## WHAT YOU SHOULD DO
Copy out all the data, word for word.

## Records drawn from a dataset
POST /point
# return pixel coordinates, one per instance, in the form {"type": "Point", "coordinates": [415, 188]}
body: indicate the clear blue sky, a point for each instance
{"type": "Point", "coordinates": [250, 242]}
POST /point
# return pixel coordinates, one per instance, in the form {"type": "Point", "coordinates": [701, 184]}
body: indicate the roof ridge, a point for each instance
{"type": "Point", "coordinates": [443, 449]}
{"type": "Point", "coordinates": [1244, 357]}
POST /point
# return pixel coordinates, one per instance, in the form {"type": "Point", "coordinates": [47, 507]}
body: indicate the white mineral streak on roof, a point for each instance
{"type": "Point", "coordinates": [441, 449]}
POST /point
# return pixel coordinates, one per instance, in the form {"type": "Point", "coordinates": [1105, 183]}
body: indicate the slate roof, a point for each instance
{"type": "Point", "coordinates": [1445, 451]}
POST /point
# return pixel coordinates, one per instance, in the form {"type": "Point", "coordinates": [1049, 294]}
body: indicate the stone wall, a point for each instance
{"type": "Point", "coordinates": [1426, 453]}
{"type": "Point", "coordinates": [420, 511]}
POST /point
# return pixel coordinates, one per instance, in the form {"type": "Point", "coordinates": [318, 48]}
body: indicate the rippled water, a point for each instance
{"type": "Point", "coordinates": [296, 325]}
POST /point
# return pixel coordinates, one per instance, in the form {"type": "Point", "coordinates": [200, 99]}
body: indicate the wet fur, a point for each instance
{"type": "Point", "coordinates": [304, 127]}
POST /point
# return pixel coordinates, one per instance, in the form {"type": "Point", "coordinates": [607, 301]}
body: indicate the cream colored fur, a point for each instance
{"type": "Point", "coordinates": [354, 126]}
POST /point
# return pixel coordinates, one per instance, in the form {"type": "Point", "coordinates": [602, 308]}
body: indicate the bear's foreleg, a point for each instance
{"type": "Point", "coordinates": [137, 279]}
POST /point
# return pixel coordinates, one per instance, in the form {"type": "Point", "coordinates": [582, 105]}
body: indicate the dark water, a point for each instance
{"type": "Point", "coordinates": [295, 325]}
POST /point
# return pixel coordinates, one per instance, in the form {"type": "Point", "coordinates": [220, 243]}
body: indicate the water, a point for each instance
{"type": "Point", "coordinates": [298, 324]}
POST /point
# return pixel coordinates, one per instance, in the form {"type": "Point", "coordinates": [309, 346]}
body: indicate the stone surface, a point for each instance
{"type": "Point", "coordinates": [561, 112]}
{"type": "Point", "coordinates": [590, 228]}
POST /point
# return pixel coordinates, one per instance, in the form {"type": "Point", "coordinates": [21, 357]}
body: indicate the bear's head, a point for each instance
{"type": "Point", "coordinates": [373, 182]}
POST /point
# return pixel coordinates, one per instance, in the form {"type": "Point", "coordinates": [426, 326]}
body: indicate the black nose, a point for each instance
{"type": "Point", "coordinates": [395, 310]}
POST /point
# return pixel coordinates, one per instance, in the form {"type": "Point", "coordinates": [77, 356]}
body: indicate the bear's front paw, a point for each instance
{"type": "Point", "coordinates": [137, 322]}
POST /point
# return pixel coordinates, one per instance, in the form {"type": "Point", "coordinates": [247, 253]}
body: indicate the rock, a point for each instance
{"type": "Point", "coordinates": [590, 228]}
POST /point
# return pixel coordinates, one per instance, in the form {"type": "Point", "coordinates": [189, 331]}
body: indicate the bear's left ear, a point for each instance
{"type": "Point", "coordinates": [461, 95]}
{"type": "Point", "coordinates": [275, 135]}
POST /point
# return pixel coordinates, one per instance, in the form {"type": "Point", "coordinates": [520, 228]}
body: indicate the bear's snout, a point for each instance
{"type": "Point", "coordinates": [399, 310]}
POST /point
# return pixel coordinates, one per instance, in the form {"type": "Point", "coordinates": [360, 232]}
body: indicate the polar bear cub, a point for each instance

## EXPECTED ANSWER
POST /point
# return pixel coordinates, one per instance, in the form {"type": "Point", "coordinates": [415, 188]}
body: indicate the clear blue sky, a point for each instance
{"type": "Point", "coordinates": [250, 242]}
POST /point
# return pixel coordinates, one per instance, in the form {"type": "Point", "coordinates": [701, 184]}
body: indicate the roof ridge, a point for each instance
{"type": "Point", "coordinates": [443, 449]}
{"type": "Point", "coordinates": [1244, 357]}
POST /point
# return pixel coordinates, one per instance, in the form {"type": "Point", "coordinates": [47, 507]}
body: indicate the white mineral streak on roof, a point for each instance
{"type": "Point", "coordinates": [441, 449]}
POST /point
# return pixel coordinates, one per instance, in the form {"type": "Point", "coordinates": [1105, 183]}
body: indicate the slate roof, a point for each instance
{"type": "Point", "coordinates": [1445, 451]}
POST /point
# return pixel coordinates, one per instance, in the form {"type": "Point", "coordinates": [1049, 294]}
body: indicate the stone wall, a point for each instance
{"type": "Point", "coordinates": [1426, 453]}
{"type": "Point", "coordinates": [420, 511]}
POST /point
# return pixel coordinates, one per instance, in the form {"type": "Point", "coordinates": [318, 48]}
body: indicate the rippled water, a point for each instance
{"type": "Point", "coordinates": [296, 325]}
POST /point
# return pixel coordinates, one per instance, in the form {"type": "Point", "coordinates": [200, 99]}
body: indicate the wet fur, a point for each instance
{"type": "Point", "coordinates": [304, 127]}
POST /point
# return pixel coordinates, one per instance, in the form {"type": "Point", "coordinates": [607, 301]}
body: indicate the cream colored fur, a point for each instance
{"type": "Point", "coordinates": [354, 126]}
POST /point
# return pixel coordinates, one per instance, in the form {"type": "Point", "coordinates": [602, 308]}
body: indicate the bear's foreleg, a point for each instance
{"type": "Point", "coordinates": [137, 279]}
POST /point
# return pixel coordinates, one per instance, in the form {"type": "Point", "coordinates": [582, 105]}
body: indicate the dark water, a point for each instance
{"type": "Point", "coordinates": [295, 325]}
POST /point
# return pixel coordinates, one per instance, in the form {"type": "Point", "coordinates": [220, 243]}
body: indicate the water, a point for each instance
{"type": "Point", "coordinates": [298, 324]}
POST /point
# return pixel coordinates, one per instance, in the form {"type": "Point", "coordinates": [309, 346]}
body: indicate the stone surface, a point for each instance
{"type": "Point", "coordinates": [561, 112]}
{"type": "Point", "coordinates": [590, 228]}
POST /point
# return pixel coordinates, one per instance, in the form {"type": "Point", "coordinates": [21, 357]}
body: indicate the bear's head, a point for each instance
{"type": "Point", "coordinates": [373, 182]}
POST /point
# return pixel coordinates, one per instance, in the form {"type": "Point", "coordinates": [426, 326]}
body: indicate the black nose, a point for each instance
{"type": "Point", "coordinates": [395, 310]}
POST /point
# return pixel coordinates, one per instance, in the form {"type": "Point", "coordinates": [77, 356]}
body: indicate the bear's front paw, a point for each instance
{"type": "Point", "coordinates": [137, 322]}
POST /point
# return pixel coordinates, one per instance, in the form {"type": "Point", "coordinates": [247, 253]}
body: indicate the rock, a point for each instance
{"type": "Point", "coordinates": [590, 228]}
POST /point
# return pixel coordinates, one per instance, in the form {"type": "Point", "coordinates": [189, 331]}
body: indicate the bear's left ear, a point for each instance
{"type": "Point", "coordinates": [461, 95]}
{"type": "Point", "coordinates": [275, 135]}
POST /point
# return pixel coordinates, one per instance, in the form {"type": "Point", "coordinates": [520, 228]}
body: indicate the bear's snout, a point for each instance
{"type": "Point", "coordinates": [399, 310]}
POST /point
# return pixel coordinates, one per instance, in the form {"type": "Point", "coordinates": [360, 232]}
body: indicate the polar bear cub, a point for each instance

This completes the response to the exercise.